What is required –
Count the lines in the rows below that contain the string "pillow", and reply with that number alone.

Collection entries –
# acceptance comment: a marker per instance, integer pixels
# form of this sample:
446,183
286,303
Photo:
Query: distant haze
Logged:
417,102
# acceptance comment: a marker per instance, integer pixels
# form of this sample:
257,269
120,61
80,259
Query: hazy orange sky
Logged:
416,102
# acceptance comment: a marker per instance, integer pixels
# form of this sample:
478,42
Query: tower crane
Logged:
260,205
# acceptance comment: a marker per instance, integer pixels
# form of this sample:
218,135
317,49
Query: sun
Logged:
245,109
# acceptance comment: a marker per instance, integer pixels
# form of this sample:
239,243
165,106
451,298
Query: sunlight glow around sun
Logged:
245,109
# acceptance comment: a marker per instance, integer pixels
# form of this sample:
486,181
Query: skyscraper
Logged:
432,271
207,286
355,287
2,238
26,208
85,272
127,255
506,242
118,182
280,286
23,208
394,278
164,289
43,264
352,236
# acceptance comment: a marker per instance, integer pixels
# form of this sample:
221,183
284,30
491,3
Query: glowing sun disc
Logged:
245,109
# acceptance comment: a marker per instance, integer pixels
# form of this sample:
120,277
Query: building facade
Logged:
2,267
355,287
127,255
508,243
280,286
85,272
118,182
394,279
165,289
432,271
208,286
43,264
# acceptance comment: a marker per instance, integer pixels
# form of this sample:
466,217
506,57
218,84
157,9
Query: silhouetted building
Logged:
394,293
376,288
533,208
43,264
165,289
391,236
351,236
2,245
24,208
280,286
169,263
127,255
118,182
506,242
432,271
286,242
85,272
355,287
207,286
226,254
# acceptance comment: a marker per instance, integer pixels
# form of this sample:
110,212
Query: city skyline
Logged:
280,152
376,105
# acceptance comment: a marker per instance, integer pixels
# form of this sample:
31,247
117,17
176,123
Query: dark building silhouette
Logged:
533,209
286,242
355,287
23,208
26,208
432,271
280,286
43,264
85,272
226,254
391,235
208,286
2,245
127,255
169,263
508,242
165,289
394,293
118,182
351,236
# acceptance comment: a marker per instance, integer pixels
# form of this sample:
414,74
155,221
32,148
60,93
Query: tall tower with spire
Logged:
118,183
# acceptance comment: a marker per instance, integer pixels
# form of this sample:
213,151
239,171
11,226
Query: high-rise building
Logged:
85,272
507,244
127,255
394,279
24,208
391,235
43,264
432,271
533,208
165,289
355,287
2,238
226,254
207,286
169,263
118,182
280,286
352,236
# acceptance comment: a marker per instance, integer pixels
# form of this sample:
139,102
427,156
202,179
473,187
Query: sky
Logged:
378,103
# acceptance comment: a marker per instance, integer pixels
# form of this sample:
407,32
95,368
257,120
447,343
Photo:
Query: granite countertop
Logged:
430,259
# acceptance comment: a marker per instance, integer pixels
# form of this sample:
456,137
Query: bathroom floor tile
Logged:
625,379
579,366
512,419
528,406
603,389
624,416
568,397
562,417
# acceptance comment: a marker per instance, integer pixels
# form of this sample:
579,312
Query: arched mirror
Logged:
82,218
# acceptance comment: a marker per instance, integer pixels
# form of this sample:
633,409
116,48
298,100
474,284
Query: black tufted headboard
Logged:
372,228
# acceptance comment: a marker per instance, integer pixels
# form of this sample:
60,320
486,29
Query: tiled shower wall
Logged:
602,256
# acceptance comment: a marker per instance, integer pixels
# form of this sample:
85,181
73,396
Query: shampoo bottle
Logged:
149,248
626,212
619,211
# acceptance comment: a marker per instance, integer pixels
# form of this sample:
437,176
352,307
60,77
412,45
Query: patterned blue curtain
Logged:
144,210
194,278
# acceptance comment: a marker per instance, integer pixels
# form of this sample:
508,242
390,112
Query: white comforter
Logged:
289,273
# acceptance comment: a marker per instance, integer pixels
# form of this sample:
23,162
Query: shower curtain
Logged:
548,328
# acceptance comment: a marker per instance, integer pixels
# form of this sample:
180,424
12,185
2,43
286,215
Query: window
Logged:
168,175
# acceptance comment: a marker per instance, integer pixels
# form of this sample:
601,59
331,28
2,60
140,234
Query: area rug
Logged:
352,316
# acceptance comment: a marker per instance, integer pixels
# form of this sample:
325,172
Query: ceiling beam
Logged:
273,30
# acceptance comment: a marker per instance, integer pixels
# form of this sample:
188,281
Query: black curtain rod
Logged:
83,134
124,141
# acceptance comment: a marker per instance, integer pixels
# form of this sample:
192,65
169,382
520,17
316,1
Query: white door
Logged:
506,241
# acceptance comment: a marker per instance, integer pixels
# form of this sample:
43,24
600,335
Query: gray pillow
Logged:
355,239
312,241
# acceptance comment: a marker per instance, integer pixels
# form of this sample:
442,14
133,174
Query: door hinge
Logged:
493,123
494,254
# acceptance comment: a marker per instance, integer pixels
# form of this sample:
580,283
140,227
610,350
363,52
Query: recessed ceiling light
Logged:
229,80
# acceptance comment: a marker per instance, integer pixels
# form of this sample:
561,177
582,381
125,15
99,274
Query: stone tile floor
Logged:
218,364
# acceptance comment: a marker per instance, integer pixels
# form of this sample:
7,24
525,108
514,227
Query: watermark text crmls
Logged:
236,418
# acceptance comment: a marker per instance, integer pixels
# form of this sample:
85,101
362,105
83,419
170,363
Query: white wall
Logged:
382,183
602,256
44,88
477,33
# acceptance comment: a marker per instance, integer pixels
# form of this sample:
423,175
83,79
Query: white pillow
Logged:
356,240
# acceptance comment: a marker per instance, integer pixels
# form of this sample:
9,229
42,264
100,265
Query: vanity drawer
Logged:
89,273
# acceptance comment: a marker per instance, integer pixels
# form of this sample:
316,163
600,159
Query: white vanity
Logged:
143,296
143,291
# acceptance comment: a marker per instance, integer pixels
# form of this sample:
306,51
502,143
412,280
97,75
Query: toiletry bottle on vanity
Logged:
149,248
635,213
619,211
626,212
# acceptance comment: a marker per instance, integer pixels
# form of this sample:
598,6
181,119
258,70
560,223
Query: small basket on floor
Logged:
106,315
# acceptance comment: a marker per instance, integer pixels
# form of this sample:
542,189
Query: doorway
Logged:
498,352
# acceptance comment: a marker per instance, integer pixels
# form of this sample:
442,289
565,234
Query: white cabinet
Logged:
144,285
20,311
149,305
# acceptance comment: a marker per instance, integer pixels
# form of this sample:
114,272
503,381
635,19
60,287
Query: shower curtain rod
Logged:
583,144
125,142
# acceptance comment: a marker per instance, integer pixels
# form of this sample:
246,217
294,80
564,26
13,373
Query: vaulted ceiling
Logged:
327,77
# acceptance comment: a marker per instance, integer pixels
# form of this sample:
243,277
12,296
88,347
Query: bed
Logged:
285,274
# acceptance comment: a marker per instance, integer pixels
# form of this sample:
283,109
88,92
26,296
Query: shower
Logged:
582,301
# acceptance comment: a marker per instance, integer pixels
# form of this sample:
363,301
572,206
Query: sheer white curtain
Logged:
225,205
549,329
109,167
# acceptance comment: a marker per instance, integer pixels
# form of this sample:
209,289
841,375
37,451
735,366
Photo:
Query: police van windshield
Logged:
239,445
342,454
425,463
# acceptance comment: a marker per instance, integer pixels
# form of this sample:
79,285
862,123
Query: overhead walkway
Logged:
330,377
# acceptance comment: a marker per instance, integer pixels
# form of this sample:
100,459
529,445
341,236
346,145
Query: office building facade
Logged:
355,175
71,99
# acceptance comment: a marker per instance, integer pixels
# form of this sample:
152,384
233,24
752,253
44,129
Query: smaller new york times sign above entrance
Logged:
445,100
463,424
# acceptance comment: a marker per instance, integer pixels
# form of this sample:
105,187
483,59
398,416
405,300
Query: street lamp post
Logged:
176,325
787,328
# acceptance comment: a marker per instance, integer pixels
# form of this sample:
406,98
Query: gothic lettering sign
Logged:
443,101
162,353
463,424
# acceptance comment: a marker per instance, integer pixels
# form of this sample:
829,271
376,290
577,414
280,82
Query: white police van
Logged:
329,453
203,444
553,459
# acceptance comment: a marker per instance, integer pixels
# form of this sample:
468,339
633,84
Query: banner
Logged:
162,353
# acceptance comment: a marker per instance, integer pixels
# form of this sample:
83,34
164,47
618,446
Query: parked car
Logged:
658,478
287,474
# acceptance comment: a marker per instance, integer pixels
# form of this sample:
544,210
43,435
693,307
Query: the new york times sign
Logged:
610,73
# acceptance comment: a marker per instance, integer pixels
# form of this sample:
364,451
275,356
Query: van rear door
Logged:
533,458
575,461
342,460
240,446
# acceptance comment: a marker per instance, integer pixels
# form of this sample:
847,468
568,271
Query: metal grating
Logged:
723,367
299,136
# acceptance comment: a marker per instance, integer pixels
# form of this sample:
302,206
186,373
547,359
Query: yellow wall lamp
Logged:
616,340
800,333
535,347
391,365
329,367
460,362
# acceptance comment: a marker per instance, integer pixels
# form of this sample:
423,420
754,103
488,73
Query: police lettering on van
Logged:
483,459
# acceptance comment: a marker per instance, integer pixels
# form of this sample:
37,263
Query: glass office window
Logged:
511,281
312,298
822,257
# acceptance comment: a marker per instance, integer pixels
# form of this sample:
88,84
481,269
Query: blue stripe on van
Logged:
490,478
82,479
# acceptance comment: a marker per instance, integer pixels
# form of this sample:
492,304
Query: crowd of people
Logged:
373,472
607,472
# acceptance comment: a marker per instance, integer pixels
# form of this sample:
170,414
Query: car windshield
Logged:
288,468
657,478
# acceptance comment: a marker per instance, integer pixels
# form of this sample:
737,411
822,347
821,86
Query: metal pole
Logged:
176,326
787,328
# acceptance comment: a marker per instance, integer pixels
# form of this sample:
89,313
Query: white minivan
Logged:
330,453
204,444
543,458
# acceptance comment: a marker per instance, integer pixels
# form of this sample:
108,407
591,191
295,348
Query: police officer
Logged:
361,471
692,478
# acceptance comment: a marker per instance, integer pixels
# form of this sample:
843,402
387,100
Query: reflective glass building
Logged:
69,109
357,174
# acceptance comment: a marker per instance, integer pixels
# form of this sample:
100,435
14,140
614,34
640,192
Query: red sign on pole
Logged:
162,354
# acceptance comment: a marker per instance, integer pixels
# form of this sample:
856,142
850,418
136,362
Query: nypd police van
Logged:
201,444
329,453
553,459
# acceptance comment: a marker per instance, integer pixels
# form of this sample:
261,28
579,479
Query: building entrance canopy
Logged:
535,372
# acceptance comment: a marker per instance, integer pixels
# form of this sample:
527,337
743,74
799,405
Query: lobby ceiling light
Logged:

Task solution –
2